QUOTED PASSAGE –
════════════════
Hacker News new | past | comments | ask | show | jobs | submit login
The Limits of Copy-On-write: How Ruby Allocates Memory (brandur.org)
86 points by izend on Aug 28, 2017 | hide | past | web | favorite | 10 comments

I wrote this one. I've been working with Ruby roughly six years, but didn't understand its memory internals at all beyond the surface level until I started doing the research for this one.

If there's one takeway/point of interest that I'd recommend looking at, it's the novel way that Ruby shares a pointer value between actual pointers to memory and special "immediate" values that simply occupy the pointer value itself [1]. For example, a fixnum (most integers) has its binary value shifted by one bit to the left, and then a "1" flag applied in its rightmost position so that Ruby can recognize it. It doesn't have to go to heap, and the runtime can take advantage of that for faster calculations.

[1] https://brandur.org/ruby-memory#value

> it's the novel way

This is usual in Lisp (compilers/implementations) and i wouldn't be surprised if it was invented on the seventies once large (i.e. 36-bit long) registers were available.

I've seen that pointer sharing thing in other languages in the past. Back in the 80's we did that in an app in MacOS when the memory pointers didn't require all the bits.
════════════════
DATA SHOWN –
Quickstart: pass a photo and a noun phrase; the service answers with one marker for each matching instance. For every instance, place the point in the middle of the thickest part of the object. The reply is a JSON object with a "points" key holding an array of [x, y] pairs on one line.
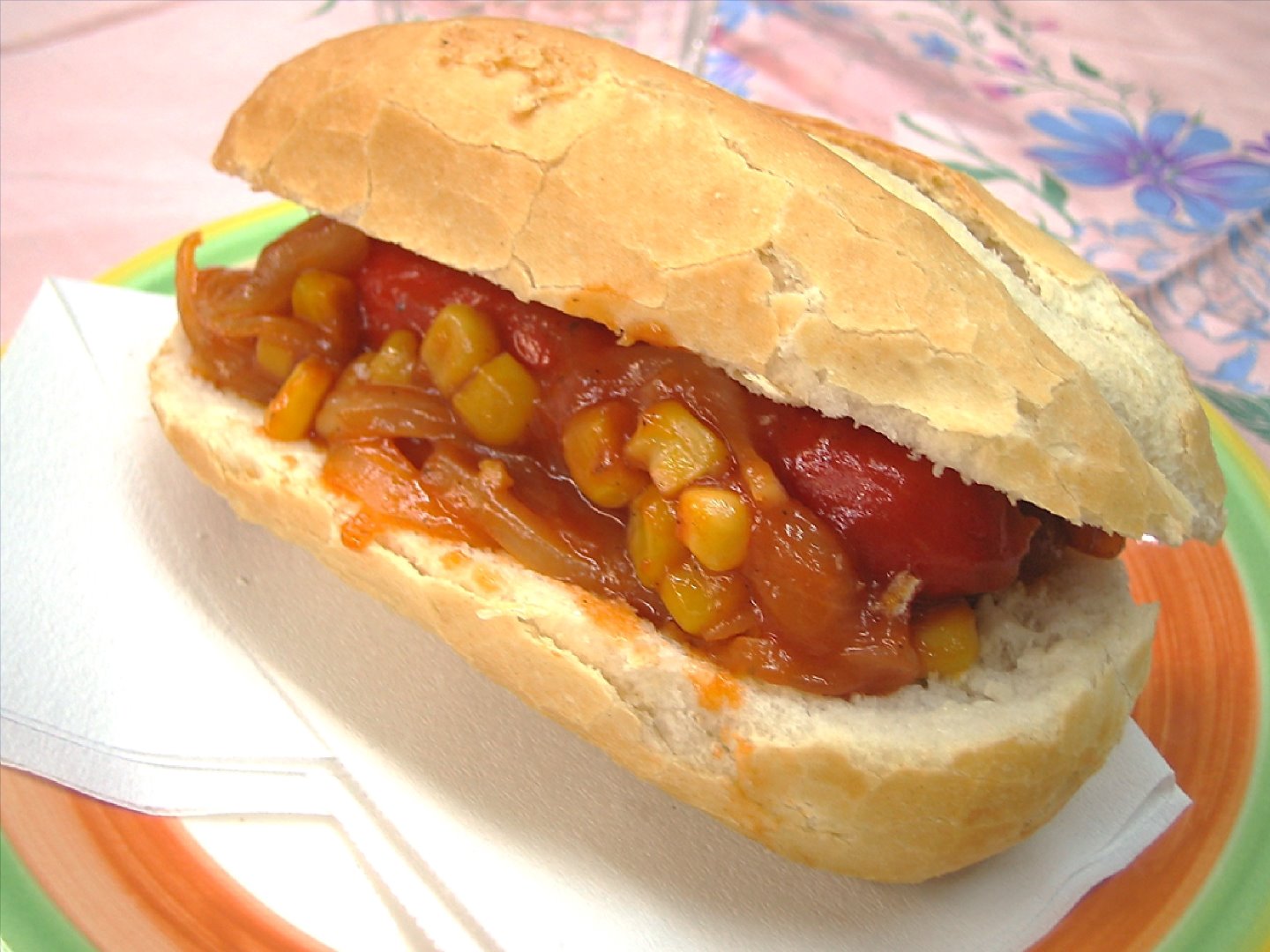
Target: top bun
{"points": [[816, 265]]}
════════════════
DIRECTION –
In the Hacker News thread on Ruby memory allocation, what is done to a fixnum's binary value so Ruby can recognize it?

ANSWER TO THE EXERCISE –
It is shifted one bit to the left, and a "1" flag is applied in its rightmost position.